Le moment choisi par le Premier ministre est aussi marqué par la guerre que se livrent les supporters de la Commission d’Enquête Parlementaire et le camp des présumés auteurs de détournements soumis à son analyse. On assiste depuis quelques semaines à un véritable déballage autour des dossiers en cause. Le camp des accusés menaçant de révéler, à son tour, des dossiers compromettants leurs adversaires, avec des visées sur des proches de l’actuel Président… tandis que la CEP s’apprêterait, avancent diverses sources, à convoquer l’ex-Président Mohamed ould Abdel Aziz, suspecté d’être à l’origine de nombreux détournements de deniers publics et de maversations. Rumeurs ambigües, jugent cependant certains, suggérant ainsi que ceux qui réclament cette convocation ne chercheraient, en fait, qu’à affaiblir le nouveau Président. Rien n’est simple, tout se complique en ces luttes où l’apparent n’est que l’écume du secret…

C’est dire que le timing de la sortie du Premier ministre n’est pas fortuit. Mais ce que les observateurs ne comprennent pas, c’est l’absence de la presse privée à cette grande Première. Seule la presse officielle (re)connue pour sa « docilité » garnissait en effet les fauteuils du Palais des congrès. Pour beaucoup de confrères, le PM ne voulait pas de questions qui fâchent. Aurait-il tiré leçons de la première rencontre du président Ghawzani ? S’étant sentis écartés de celle-ci, certains journalistes l’avaient beaucoup critiquée.

════════════════

Consigne
Pourriez-vous poursuivre l'article ci-dessus sur la sortie du Premier ministre au Palais des congrès, en reprenant juste après sa dernière phrase ?

════════════════

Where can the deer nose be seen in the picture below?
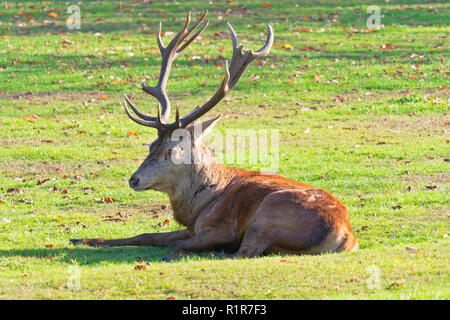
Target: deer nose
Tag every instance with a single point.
(133, 182)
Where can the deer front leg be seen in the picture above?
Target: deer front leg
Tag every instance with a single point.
(146, 239)
(206, 239)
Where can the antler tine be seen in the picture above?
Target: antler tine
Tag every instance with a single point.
(238, 65)
(269, 41)
(219, 95)
(140, 121)
(168, 54)
(140, 114)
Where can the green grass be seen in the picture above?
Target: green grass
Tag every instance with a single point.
(363, 115)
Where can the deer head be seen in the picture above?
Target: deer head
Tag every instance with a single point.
(181, 140)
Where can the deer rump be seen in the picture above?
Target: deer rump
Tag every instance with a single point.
(249, 213)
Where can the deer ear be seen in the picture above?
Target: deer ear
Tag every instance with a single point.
(199, 130)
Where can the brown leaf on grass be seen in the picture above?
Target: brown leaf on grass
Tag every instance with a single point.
(114, 220)
(395, 284)
(140, 267)
(32, 117)
(40, 182)
(81, 224)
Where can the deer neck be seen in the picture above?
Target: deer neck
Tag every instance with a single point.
(197, 187)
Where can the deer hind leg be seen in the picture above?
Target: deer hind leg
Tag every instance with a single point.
(206, 239)
(146, 239)
(254, 243)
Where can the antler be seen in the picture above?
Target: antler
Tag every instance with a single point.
(239, 64)
(168, 54)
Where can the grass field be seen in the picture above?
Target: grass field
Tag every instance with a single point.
(361, 113)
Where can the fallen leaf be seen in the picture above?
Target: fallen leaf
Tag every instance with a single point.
(140, 267)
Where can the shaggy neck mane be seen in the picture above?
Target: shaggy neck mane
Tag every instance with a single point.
(198, 185)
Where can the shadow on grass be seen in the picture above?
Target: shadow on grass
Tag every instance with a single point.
(89, 256)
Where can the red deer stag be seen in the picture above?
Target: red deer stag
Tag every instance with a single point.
(225, 208)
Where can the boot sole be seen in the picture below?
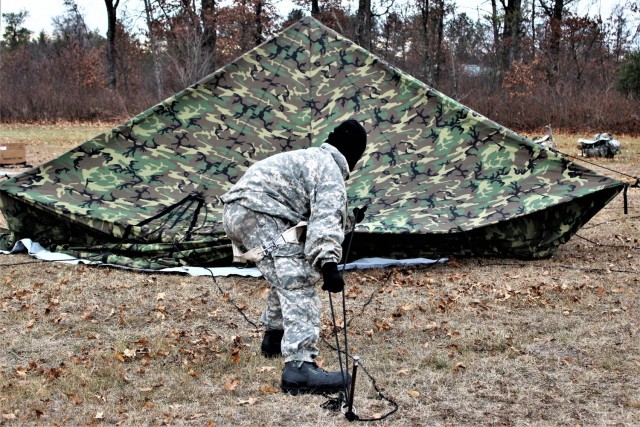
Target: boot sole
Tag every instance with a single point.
(295, 390)
(270, 355)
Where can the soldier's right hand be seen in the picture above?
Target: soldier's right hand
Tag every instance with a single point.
(332, 279)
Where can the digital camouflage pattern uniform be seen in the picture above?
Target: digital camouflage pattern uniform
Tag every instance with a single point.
(272, 196)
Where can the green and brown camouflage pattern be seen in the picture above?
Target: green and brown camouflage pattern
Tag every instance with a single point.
(438, 178)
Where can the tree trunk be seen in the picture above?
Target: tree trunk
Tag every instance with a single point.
(112, 7)
(258, 27)
(555, 15)
(426, 41)
(154, 49)
(511, 32)
(209, 30)
(315, 8)
(364, 24)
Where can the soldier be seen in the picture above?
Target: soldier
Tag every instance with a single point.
(273, 196)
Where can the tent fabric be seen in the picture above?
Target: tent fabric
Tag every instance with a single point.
(438, 178)
(37, 251)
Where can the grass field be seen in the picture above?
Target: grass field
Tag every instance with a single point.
(470, 342)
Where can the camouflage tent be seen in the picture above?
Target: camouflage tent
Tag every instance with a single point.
(439, 178)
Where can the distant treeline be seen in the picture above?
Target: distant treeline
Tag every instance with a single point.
(523, 64)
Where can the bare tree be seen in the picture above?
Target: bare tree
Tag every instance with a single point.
(364, 24)
(555, 14)
(511, 32)
(154, 48)
(112, 7)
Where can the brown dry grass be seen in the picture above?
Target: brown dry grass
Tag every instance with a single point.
(470, 342)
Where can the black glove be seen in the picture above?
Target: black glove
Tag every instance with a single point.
(332, 280)
(358, 213)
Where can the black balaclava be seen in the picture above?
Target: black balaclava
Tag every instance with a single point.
(350, 139)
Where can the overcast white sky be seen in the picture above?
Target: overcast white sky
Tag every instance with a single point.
(41, 12)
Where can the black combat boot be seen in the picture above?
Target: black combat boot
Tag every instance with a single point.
(307, 377)
(272, 343)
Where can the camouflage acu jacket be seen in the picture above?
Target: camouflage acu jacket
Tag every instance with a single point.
(301, 185)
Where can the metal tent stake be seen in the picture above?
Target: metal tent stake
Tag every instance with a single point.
(351, 416)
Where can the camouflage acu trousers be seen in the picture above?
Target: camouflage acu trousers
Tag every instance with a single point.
(293, 304)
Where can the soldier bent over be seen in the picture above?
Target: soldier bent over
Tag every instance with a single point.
(272, 196)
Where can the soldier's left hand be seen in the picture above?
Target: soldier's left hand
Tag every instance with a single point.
(358, 214)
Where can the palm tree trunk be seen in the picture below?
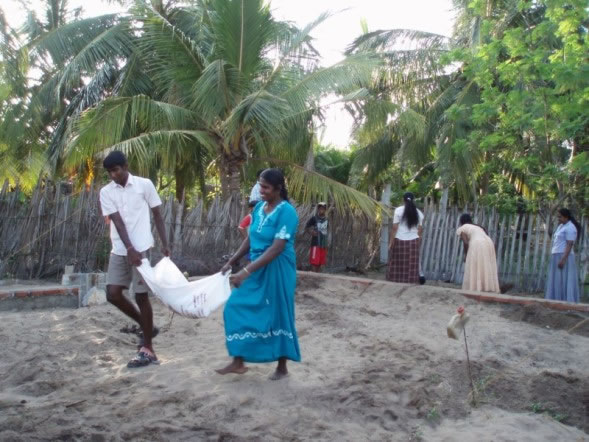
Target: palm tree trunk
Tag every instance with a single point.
(230, 175)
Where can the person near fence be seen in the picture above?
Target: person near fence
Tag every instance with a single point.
(260, 313)
(317, 227)
(127, 200)
(563, 279)
(480, 268)
(405, 240)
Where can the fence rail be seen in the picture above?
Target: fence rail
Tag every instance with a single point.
(58, 227)
(522, 245)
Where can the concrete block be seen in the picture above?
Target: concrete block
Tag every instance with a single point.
(94, 296)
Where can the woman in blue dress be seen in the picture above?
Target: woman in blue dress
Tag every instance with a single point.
(563, 279)
(259, 316)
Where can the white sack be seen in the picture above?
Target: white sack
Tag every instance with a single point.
(195, 299)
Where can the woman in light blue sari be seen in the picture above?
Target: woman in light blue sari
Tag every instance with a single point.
(563, 279)
(259, 316)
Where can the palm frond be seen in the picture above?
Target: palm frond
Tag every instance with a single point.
(308, 187)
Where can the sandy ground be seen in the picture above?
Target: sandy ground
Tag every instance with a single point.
(377, 365)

════════════════

Votre réponse
Notons en outre que des voix s’élèvent pour réclamer un remaniement ministériel, invoquant « l’immobilisme du gouvernement ». Ould Boddé est en poste depuis moins de dix mois. Et déjà, beaucoup de sable est tombé sur le pays, tout comme l’eau manque en de nombreuses localités de l’intérieur. Et l’on a certes l’impression qu’excepté le ministre de la Santé mis à rude épreuve par le COVID 19, alors qu’il s’apprêtait à nettoyer les écuries d’Augias et le ministre de l’Intérieur qui gère une situation difficile, le reste du gouvernement reste inactif. Résultat des courses, nombre de Mauritaniens n’hésitent pas à accuser le président Ghazwani de poursuivre l’œuvre de son prédécesseur. Toujours les mêmes hommes, aussi bien au sein de l’armée qu’au gouvernement, et donc toujours le même  système, disent ses détracteurs.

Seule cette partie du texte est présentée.